══ Given records
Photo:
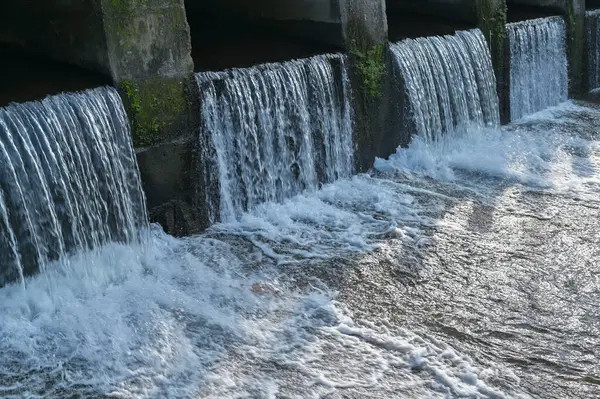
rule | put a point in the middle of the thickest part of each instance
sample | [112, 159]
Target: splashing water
[68, 179]
[273, 131]
[538, 65]
[450, 82]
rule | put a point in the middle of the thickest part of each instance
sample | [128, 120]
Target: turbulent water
[593, 48]
[460, 267]
[273, 131]
[450, 82]
[538, 65]
[68, 179]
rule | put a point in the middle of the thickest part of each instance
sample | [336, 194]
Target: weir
[450, 82]
[538, 65]
[68, 179]
[592, 19]
[273, 131]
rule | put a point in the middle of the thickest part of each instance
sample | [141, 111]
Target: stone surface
[491, 19]
[376, 97]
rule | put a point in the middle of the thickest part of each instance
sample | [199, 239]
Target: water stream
[450, 82]
[273, 131]
[538, 65]
[68, 179]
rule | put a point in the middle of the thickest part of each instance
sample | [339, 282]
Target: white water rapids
[263, 306]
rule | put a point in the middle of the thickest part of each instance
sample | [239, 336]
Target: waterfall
[538, 65]
[272, 131]
[593, 51]
[68, 179]
[449, 81]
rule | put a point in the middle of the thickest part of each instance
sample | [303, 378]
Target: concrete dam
[303, 198]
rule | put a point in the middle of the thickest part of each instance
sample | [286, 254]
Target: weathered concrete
[460, 10]
[376, 96]
[318, 20]
[491, 19]
[574, 14]
[145, 49]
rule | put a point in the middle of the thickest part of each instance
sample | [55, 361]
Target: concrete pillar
[149, 53]
[145, 48]
[491, 19]
[364, 32]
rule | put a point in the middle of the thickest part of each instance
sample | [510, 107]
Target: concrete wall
[460, 10]
[145, 47]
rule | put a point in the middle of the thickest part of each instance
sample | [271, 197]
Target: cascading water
[450, 82]
[538, 65]
[273, 131]
[68, 179]
[592, 19]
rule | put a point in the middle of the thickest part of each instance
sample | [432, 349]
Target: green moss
[153, 107]
[371, 66]
[576, 47]
[492, 18]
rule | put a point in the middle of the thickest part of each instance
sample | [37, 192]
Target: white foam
[546, 150]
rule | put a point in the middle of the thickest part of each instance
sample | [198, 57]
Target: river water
[460, 267]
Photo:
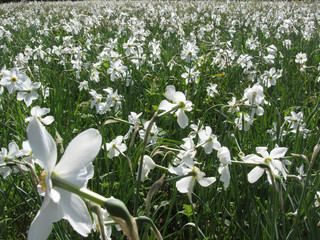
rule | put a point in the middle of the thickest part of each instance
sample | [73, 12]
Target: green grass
[243, 210]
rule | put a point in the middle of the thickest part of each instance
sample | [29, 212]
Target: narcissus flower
[225, 161]
[271, 159]
[115, 147]
[74, 167]
[179, 105]
[186, 184]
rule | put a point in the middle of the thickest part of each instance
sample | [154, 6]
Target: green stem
[115, 207]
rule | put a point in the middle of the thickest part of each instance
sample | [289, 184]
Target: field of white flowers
[159, 120]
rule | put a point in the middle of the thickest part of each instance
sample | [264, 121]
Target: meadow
[172, 120]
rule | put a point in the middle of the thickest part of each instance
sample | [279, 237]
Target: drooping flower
[6, 156]
[37, 112]
[180, 102]
[153, 135]
[12, 79]
[225, 161]
[27, 91]
[301, 58]
[208, 140]
[148, 164]
[75, 167]
[115, 147]
[186, 184]
[271, 159]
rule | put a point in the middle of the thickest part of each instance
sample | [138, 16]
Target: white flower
[225, 161]
[189, 51]
[96, 226]
[178, 98]
[148, 164]
[212, 90]
[6, 156]
[117, 70]
[191, 75]
[233, 106]
[27, 91]
[153, 135]
[115, 147]
[13, 79]
[244, 121]
[37, 112]
[133, 119]
[186, 184]
[75, 167]
[301, 58]
[272, 160]
[208, 140]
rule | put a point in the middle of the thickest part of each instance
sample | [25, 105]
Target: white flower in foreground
[208, 140]
[272, 160]
[115, 147]
[301, 58]
[212, 90]
[12, 79]
[75, 167]
[6, 156]
[148, 164]
[27, 91]
[96, 226]
[133, 119]
[153, 135]
[37, 112]
[178, 98]
[186, 184]
[244, 121]
[225, 161]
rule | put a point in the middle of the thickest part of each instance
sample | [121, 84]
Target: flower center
[195, 171]
[267, 160]
[43, 180]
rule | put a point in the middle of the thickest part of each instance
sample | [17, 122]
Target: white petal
[224, 155]
[82, 177]
[208, 147]
[41, 226]
[179, 97]
[263, 151]
[42, 144]
[47, 120]
[205, 182]
[182, 119]
[225, 175]
[253, 158]
[76, 212]
[170, 92]
[79, 153]
[278, 152]
[185, 185]
[165, 105]
[255, 174]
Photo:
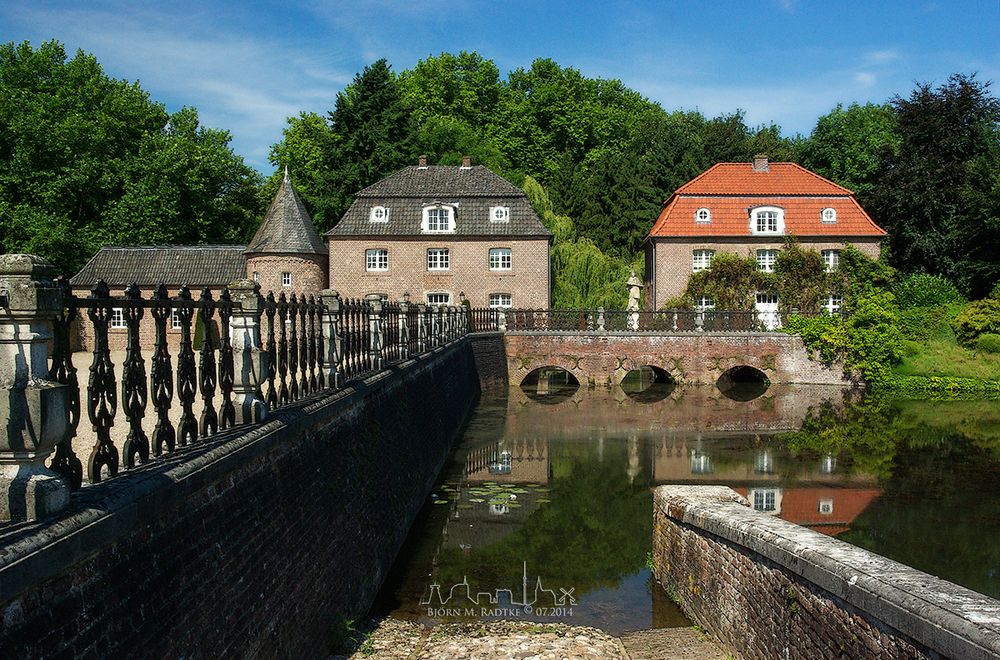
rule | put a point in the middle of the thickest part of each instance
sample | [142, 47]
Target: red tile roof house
[751, 208]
════
Exercise prompt: Omit each picture, then return all of the listing exactly as it stands.

Output of the exercise:
Photo:
rule | put a point in the middle of the thickest part of each instance
sample | [112, 159]
Target: splashing water
[68, 179]
[273, 131]
[538, 65]
[450, 82]
rule | put a point in the middle of the thickest part of each instance
sample | [128, 120]
Target: turbulent water
[593, 48]
[460, 267]
[273, 131]
[450, 82]
[538, 65]
[68, 179]
rule | put a point in the middle of the thickest part of each instance
sample | [336, 194]
Target: weir
[450, 82]
[538, 65]
[68, 179]
[592, 19]
[273, 131]
rule | put a point in the middle of the thickest part of each instance
sample | [141, 111]
Target: stone surface
[491, 19]
[376, 97]
rule | put a point in the middle of the thickest part of each instance
sample | [199, 239]
Target: water stream
[450, 82]
[273, 131]
[538, 65]
[68, 179]
rule | put a point in the middle of the thickest part of each instance
sample | [339, 282]
Target: white water rapids
[263, 306]
rule | put a point in the middle of the thickest part of each instance
sample | [239, 336]
Target: waterfall
[538, 65]
[272, 131]
[593, 51]
[68, 179]
[449, 81]
rule | put a point in the middle of the thickest part of each instance
sample | [303, 378]
Target: concrete dam
[303, 198]
rule | put a point in the middle of the thickest part of each instance
sample | [286, 254]
Target: weathered concrete
[460, 10]
[376, 96]
[318, 20]
[491, 19]
[574, 14]
[145, 49]
rule | put a point in the middle of the thickest part of each instance
sample | [55, 361]
Target: concrete pillar
[149, 53]
[145, 48]
[491, 19]
[364, 32]
rule | put a point in the middle of the thickest part of each instance
sample | [510, 107]
Target: concrete wall
[460, 10]
[145, 47]
rule | put a point in the middle of the thickest part of each instance
sample | [271, 197]
Target: cascading water
[450, 82]
[538, 65]
[273, 131]
[68, 179]
[592, 19]
rule | put a point in the middle of the thickest part of each instance
sample | [432, 349]
Target: green moss
[153, 107]
[371, 66]
[576, 47]
[492, 18]
rule | put a point in the middle of the thickest part of each instance
sample | [37, 192]
Target: white foam
[546, 150]
rule | put a point in the middle of the thickest part of each instance
sample | [198, 57]
Target: river water
[460, 267]
Photo:
rule | put a point in the middle of the thickest part of each instance
sample | [73, 12]
Target: green grass
[243, 210]
rule | put a point in the middle of the thickest part of each instance
sample | [29, 212]
Target: narcissus flower
[225, 161]
[271, 159]
[115, 147]
[74, 167]
[179, 105]
[186, 184]
rule | put a point in the middle of the thickest part of each instance
sample | [154, 6]
Target: green stem
[115, 207]
rule | put a point in the middle of the thickest part of each instance
sample | [289, 184]
Target: field of white flowers
[159, 120]
rule | put a point in the middle of the thickest part of each instance
sample | [264, 121]
Target: meadow
[172, 120]
rule | put a point in the middle of the thickest part of each instance
sample | [279, 237]
Target: drooping flower
[6, 156]
[37, 112]
[180, 102]
[153, 135]
[12, 79]
[225, 161]
[27, 91]
[301, 58]
[208, 140]
[148, 164]
[75, 167]
[115, 147]
[186, 184]
[271, 159]
rule | put a point in the middle of the thickest part of each instance
sample | [138, 16]
Target: white flower
[225, 161]
[189, 51]
[96, 226]
[178, 98]
[148, 164]
[212, 90]
[6, 156]
[117, 70]
[191, 75]
[233, 106]
[27, 91]
[153, 135]
[115, 147]
[13, 79]
[244, 121]
[37, 112]
[133, 119]
[186, 184]
[75, 167]
[301, 58]
[272, 160]
[208, 140]
rule | put a point in the middle of the thickest part of each instance
sample | [25, 105]
Target: white flower in foreground
[208, 140]
[272, 160]
[115, 147]
[301, 58]
[212, 90]
[12, 79]
[75, 167]
[6, 156]
[148, 164]
[27, 91]
[96, 226]
[133, 119]
[153, 135]
[37, 112]
[178, 98]
[186, 184]
[244, 121]
[225, 161]
rule | put a point in the middle of the thickest part of each instance
sample | [121, 84]
Target: flower center
[195, 171]
[267, 160]
[43, 180]
rule | put a point in the middle of the thickest part of each instance
sample | [17, 122]
Target: white petal
[224, 155]
[82, 177]
[208, 147]
[41, 226]
[179, 97]
[263, 151]
[42, 144]
[47, 120]
[205, 182]
[182, 119]
[225, 175]
[253, 158]
[76, 212]
[170, 92]
[79, 153]
[278, 152]
[185, 185]
[165, 105]
[255, 174]
Photo:
rule | put a point in the middle of the thickest part of each instance
sample | [142, 47]
Target: red tile roof house
[751, 208]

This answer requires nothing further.